SUPPLIED RECORDS START

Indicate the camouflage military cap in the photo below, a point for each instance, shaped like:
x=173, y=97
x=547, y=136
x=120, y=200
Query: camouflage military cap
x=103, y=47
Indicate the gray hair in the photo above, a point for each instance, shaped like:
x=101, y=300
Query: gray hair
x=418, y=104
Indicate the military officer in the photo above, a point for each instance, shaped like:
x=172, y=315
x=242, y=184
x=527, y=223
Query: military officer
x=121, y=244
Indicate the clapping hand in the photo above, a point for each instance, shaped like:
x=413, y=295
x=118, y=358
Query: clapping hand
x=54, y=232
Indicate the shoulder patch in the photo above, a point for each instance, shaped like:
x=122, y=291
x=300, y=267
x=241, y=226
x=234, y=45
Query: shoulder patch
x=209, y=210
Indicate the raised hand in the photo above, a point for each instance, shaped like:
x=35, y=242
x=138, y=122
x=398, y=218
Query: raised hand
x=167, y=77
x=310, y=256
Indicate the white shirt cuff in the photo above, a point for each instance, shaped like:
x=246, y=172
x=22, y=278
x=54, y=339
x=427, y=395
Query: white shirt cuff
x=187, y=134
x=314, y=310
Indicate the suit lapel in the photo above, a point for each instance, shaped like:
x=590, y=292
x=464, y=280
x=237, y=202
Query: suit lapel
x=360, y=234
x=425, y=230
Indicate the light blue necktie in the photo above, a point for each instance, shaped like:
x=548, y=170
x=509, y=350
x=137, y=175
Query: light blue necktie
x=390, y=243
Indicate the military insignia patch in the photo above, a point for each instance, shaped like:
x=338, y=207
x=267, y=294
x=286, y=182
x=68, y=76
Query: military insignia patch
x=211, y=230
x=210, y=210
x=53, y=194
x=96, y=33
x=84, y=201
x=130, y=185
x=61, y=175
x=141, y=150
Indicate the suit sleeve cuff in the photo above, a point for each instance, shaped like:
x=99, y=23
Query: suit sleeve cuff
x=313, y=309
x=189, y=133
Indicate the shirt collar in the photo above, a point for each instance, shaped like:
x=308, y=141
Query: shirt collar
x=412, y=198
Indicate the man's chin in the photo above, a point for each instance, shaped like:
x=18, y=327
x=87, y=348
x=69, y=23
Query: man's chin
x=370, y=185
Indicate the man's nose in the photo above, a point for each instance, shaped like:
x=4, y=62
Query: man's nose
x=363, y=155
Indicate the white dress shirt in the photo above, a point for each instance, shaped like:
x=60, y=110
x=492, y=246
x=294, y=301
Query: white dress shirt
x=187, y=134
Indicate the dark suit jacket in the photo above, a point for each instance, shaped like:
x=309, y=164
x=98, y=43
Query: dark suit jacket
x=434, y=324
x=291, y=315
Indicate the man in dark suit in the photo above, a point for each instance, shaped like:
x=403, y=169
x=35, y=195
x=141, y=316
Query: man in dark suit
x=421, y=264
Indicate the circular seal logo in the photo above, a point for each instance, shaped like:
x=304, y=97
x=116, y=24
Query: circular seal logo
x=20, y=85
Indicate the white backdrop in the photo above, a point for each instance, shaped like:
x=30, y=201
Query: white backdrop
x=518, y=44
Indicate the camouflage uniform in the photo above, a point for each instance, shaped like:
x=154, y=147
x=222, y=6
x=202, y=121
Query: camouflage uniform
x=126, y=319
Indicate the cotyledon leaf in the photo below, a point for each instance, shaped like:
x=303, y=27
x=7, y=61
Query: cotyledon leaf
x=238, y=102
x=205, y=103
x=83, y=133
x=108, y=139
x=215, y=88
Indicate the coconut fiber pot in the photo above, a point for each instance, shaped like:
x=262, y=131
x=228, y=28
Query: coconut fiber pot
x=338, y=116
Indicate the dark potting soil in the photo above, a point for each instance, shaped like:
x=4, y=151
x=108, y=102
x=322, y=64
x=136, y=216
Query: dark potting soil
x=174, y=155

SUPPLIED RECORDS END

:: YOUR GOAL ::
Could you retype exactly the lines above, starting at the line that contains "x=303, y=27" and ending at the line that contains "x=136, y=216", and nothing more?

:: SOLUTION FOR THIS TASK ::
x=303, y=27
x=7, y=61
Query: cotyledon leaf
x=238, y=102
x=205, y=103
x=83, y=133
x=108, y=139
x=215, y=88
Indicate the coconut fiber pot in the photo above, a point for each instance, shaped like:
x=262, y=131
x=228, y=28
Query: coconut fiber pot
x=338, y=116
Indicate the dark potting soil in the photo above, a point for each instance, shaped like:
x=4, y=151
x=108, y=102
x=322, y=64
x=136, y=216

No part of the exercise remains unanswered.